:: Reading text ::

# # # #

However, 2005 has put out great cigars. Who knows, maybe a little age on 05's will turn them into gems.


----------



## The Prince (Apr 9, 2005)

I would go with the SLB.


----------



## Ivory Tower (Nov 18, 2005)

You smoked Cuban cigars? Necessarily you have committed a crime, unless it was part of your torture punishment at Gitmo.


----------



## Wombat (Sep 8, 2005)

Well, it looks like a cab of 05's for me. Thanks for all of the help guys!


----------



## colgate (Jan 18, 2005)

Wombat said:


> Well, it looks like a cab of 05's for me. Thanks for all of the help guys!


You didn't read closely enough. Do you want to smoke em now? Cab of 05's will not make you happy I fear. Go with 04's and let me know where you find em if you do.


----------



## jgros001 (Jun 14, 2005)

colgate said:


> You didn't read closely enough. Do you want to smoke em now? Cab of 05's will not make you happy I fear. Go with 04's and let me know where you find em if you do.


He read closely and has been asking for help finding '04s, saw it on another board as well. He cannot find them or doesn't know where to look.


----------



## Wombat (Sep 8, 2005)

> He cannot find them or doesn't know where to look.


That's exactly right! Anybody want to help out with a secret source?


----------



## colgate (Jan 18, 2005)

Wombat said:


> That's exactly right! Anybody want to help out with a secret source?


You are going to have to work at that a bit. Get into a PIF. Do a split with another newb. Sort of establish yourself as not a flash in the pan. That'll take time.

Basically you'll just have to hang around and find your depth. Then you'll get the helpful nudges. But it aint easy. I would help but I don't know where to get 04 stock.


----------



## Wombat (Sep 8, 2005)

> You are going to have to work at that a bit. Get into a PIF. Do a split with another newb. Sort of establish yourself as not a flash in the pan. That'll take time.
> 
> Basically you'll just have to hang around and find your depth. Then you'll get the helpful nudges. But it aint easy. I would help but I don't know where to get 04 stock.


No problem, I'm in for the long haul.


----------



## Wombat (Sep 8, 2005)

Hey All:

One more Bolivar type question. While looking for the aged BBF's, I came across a dress box of Bolivar PC's with a box code of NISC VC3. If I have my decoding ring set corectly, thats 12/97. Is this well enough before the bad quality years of 99-00? What do you say?


----------



## ESP (Jan 1, 2000)

Wombat said:


> Hey All:
> 
> One more Bolivar type question. While looking for the aged BBF's, I came across a dress box of Bolivar PC's with a box code of NISC VC3. If I have my decoding ring set corectly, thats 12/97. Is this well enough before the bad quality years of 99-00? What do you say?


Buy them all!


----------



## croatan (Mar 23, 2005)

ESP said:


> Buy them all!


And without hesitation.


----------



## pinoyman (Jan 28, 2005)

Wombat said:


> Hey All:
> 
> One more Bolivar type question. While looking for the aged BBF's, I came across a dress box of Bolivar PC's with a box code of NISC VC3. If I have my decoding ring set corectly, thats 12/97. Is this well enough before the bad quality years of 99-00? What do you say?


If it's legit, buy them!


----------



## Wombat (Sep 8, 2005)

Done, they should ship Monday. I'll let you know....


----------



## ilikecigars (Mar 24, 2003)

i had always thought it common knowledge that the slb was better...maybe im wrong ?


----------

# # # #

:: Material for the task ::
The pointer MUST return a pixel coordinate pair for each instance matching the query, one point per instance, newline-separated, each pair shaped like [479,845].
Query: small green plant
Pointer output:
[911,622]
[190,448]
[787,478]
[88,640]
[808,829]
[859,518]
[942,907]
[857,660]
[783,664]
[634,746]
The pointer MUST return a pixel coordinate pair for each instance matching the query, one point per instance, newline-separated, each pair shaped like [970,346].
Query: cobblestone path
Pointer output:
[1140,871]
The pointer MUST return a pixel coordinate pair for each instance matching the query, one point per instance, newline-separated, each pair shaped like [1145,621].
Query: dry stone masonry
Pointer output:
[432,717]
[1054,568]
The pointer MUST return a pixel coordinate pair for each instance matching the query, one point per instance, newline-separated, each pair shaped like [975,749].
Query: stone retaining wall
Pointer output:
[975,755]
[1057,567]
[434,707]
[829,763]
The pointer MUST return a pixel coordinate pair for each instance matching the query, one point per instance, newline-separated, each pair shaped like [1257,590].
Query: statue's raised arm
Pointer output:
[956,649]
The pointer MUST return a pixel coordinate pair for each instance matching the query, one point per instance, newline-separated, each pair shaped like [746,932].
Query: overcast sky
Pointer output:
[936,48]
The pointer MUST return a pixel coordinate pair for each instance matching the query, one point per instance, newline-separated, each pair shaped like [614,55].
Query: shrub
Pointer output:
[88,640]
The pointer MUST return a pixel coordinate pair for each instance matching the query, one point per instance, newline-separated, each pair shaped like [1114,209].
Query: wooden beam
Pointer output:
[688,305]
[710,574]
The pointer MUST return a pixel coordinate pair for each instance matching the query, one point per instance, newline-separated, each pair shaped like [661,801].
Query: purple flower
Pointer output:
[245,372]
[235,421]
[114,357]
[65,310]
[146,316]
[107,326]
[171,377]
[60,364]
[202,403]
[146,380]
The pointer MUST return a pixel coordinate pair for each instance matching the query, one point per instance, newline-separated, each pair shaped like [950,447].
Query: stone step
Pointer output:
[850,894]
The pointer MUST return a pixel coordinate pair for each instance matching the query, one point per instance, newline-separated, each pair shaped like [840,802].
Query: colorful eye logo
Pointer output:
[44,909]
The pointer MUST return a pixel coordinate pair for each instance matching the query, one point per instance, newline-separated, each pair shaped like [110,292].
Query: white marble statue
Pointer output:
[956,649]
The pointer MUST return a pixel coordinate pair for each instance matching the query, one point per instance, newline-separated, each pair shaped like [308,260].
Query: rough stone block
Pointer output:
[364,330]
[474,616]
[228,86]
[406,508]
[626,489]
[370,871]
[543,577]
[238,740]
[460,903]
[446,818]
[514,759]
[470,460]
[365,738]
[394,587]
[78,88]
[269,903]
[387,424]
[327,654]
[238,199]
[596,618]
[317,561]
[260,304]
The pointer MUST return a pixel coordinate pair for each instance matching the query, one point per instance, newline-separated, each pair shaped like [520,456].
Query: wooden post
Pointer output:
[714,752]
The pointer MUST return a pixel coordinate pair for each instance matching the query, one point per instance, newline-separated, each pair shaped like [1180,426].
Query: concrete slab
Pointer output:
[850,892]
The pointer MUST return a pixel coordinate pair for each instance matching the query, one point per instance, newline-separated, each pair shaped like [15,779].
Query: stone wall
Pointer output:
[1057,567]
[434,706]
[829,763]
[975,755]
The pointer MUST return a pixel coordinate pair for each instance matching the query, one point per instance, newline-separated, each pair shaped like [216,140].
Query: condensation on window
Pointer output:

# # # #

:: Tasks and exercises ::
[A] Copy the stretch of the cigar thread from "## jgros001 (Jun" through "well. He cannot find them or doesn't know where to look.".
[B] Write out the rows again, from the line containing "shaped like [15,779]." through the end of the rows, with "stone wall" changed to "brick wall" and nothing else altered. Give only that stretch.

:: Exercise solutions ::
[A]
## jgros001 (Jun 14, 2005)

colgate said:


> You didn't read closely enough. Do you want to smoke em now? Cab of 05's will not make you happy I fear. Go with 04's and let me know where you find em if you do.


He read closely and has been asking for help finding '04s, saw it on another board as well. He cannot find them or doesn't know where to look.

[B]
The pointer MUST return a pixel coordinate pair for each instance matching the query, one point per instance, newline-separated, each pair shaped like [15,779].
Query: brick wall
Pointer output:
[1057,567]
[434,706]
[829,763]
[975,755]
The pointer MUST return a pixel coordinate pair for each instance matching the query, one point per instance, newline-separated, each pair shaped like [216,140].
Query: condensation on window
Pointer output:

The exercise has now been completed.